> [Exercise instructions]: Edit the data from the line with "Could you confirm whether any woman in" up to and including the line with "103 24 194 106", changing "stack of paper" to "pile of papers" and leaving everything else untouched. Give back only those lines.

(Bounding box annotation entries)

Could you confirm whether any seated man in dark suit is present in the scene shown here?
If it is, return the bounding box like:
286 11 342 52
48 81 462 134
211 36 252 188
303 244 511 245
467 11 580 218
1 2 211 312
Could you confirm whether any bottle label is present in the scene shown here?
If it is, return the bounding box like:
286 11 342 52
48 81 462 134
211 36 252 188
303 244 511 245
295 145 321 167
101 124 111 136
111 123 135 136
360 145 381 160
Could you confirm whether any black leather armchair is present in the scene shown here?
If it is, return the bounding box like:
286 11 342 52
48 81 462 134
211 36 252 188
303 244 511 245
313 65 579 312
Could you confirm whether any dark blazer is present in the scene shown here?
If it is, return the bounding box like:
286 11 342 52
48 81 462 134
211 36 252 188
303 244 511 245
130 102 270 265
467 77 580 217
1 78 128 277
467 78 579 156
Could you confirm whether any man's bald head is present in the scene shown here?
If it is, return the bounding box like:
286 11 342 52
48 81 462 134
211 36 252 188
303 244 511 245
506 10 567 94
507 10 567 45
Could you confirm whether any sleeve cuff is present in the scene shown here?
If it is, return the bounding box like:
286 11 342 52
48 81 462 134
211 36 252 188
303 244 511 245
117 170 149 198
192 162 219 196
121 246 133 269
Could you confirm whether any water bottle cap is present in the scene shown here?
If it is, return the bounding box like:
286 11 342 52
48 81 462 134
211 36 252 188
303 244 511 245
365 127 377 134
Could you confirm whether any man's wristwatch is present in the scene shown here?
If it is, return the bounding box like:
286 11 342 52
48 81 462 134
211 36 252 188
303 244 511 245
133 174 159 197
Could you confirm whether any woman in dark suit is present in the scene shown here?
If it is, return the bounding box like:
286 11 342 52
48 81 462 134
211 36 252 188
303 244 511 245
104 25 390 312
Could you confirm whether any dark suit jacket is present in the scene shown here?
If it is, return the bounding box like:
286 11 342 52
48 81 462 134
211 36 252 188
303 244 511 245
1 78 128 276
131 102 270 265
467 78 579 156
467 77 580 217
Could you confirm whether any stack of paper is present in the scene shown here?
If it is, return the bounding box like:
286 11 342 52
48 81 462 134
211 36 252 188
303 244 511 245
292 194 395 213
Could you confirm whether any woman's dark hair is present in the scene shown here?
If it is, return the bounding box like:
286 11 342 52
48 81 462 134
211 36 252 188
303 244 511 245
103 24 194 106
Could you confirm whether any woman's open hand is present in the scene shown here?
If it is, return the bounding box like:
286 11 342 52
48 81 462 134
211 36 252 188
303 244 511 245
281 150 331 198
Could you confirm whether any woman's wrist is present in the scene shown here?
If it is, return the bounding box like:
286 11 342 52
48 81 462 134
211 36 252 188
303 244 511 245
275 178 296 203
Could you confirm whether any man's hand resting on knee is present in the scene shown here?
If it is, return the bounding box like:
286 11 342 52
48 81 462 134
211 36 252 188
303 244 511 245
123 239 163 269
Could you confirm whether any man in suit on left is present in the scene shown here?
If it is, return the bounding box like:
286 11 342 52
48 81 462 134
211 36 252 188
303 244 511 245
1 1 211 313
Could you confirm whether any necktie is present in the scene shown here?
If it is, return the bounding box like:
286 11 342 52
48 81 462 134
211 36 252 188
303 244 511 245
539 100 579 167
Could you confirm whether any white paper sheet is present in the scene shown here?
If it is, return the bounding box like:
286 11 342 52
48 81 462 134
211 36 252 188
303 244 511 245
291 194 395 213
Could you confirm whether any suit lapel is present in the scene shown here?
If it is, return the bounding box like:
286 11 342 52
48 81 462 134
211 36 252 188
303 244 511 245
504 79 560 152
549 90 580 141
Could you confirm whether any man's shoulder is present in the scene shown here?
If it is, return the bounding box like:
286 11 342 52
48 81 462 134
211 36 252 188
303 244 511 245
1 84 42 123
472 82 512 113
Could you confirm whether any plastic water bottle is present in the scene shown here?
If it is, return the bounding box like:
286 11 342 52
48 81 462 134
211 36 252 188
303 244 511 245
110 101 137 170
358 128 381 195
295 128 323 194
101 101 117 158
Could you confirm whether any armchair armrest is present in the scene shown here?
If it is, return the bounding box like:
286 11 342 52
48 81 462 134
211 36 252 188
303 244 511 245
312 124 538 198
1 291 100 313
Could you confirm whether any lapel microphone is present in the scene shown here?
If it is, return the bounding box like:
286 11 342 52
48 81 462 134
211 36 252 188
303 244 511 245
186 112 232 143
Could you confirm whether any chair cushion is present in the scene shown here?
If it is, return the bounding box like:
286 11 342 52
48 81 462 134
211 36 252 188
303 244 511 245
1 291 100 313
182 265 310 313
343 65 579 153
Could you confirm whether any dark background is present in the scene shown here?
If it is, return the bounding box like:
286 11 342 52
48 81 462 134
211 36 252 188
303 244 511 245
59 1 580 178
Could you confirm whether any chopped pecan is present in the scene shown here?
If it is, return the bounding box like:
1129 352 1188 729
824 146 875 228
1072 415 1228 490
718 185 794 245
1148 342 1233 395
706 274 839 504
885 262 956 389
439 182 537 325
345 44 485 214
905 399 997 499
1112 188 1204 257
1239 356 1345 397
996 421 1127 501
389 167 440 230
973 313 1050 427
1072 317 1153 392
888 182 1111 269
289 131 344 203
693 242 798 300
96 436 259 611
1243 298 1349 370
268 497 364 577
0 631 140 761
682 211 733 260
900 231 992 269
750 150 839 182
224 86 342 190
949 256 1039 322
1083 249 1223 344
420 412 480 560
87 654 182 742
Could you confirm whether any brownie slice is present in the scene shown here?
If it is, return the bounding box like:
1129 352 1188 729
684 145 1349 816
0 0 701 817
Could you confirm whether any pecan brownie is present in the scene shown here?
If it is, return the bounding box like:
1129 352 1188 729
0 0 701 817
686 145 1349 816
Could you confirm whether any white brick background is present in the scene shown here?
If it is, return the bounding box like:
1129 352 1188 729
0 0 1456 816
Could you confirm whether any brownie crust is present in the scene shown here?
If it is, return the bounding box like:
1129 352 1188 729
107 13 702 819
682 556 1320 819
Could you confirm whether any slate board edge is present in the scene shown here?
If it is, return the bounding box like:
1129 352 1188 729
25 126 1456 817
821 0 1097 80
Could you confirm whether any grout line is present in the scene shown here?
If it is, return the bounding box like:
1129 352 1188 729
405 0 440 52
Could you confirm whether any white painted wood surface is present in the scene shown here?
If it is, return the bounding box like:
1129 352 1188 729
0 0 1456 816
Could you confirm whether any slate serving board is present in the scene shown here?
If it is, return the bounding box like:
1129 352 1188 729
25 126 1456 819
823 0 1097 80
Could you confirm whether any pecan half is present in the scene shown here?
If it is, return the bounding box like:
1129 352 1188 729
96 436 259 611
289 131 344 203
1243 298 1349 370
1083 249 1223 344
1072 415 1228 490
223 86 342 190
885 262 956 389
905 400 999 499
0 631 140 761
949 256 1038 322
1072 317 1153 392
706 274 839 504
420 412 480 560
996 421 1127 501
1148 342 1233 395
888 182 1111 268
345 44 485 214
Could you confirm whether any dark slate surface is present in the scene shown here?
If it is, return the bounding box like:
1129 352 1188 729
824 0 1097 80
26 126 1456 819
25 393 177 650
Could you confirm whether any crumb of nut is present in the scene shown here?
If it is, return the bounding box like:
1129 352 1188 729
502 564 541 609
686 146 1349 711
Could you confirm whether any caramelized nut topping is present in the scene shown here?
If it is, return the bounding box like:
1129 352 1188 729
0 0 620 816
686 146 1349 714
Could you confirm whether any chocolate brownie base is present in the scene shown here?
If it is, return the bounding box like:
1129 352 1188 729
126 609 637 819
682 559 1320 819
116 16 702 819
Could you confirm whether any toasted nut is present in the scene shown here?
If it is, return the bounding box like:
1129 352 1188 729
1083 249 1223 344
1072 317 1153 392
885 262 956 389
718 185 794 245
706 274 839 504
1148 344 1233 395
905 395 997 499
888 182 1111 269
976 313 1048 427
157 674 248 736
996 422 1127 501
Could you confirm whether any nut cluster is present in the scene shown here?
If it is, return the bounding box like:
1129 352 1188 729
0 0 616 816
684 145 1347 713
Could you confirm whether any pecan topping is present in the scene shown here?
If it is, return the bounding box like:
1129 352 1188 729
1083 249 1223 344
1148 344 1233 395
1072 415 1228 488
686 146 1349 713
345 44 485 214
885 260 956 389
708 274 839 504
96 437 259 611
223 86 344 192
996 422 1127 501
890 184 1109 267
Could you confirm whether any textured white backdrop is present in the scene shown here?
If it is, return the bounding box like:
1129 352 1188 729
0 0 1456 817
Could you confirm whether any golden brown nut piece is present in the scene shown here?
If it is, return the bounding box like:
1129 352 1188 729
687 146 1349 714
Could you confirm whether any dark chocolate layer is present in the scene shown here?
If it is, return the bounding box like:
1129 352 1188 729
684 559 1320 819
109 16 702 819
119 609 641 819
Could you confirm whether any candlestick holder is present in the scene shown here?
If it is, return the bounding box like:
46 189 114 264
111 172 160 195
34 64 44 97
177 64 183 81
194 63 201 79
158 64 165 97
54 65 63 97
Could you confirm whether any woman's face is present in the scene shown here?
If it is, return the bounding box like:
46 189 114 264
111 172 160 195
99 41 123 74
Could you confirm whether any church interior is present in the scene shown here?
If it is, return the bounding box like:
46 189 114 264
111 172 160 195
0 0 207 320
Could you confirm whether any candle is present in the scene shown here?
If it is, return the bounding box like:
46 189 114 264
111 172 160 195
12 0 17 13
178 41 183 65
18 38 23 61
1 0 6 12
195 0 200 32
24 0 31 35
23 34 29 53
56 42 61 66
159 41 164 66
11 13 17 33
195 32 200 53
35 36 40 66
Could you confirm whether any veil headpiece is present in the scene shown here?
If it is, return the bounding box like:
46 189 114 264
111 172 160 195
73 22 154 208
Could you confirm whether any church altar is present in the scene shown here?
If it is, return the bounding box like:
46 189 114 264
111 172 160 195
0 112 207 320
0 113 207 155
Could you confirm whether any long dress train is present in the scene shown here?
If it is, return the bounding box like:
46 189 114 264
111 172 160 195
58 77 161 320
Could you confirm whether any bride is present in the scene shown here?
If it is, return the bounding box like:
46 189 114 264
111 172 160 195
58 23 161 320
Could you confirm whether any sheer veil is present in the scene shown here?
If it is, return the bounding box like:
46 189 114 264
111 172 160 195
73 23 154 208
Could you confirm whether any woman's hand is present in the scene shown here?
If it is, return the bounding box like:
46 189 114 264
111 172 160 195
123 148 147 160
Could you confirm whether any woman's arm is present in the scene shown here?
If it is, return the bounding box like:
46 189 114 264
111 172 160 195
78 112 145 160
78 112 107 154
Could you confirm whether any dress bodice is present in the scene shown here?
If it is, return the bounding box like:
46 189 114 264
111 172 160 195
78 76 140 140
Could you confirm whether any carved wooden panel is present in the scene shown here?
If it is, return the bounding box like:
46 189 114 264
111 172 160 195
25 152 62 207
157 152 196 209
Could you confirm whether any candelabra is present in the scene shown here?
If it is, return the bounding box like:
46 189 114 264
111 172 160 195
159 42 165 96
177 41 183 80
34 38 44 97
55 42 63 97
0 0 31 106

> [Worked answer]:
Could you confirm whether any woman in dark suit is present in the scene shown here?
If it is, return the bounding box like:
286 11 342 52
48 81 462 134
211 36 252 188
303 244 511 245
104 25 390 312
Could you confirm whether any dark suit jacket is present in the scene shown here?
If it is, return the bounding box like:
286 11 342 52
48 81 462 134
211 36 252 188
303 244 511 245
1 78 128 276
131 102 270 265
467 78 579 156
467 77 580 217
Could you confirm whether any pile of papers is present in the scene shown here?
If it is, return the bounding box like:
286 11 342 52
48 81 462 134
211 36 252 188
303 244 511 245
292 194 395 213
Could you confirm whether any woman's dark hair is present in the scene shown here?
If it is, return the bounding box like:
286 11 342 52
48 81 462 134
211 36 252 188
303 244 511 245
103 24 194 106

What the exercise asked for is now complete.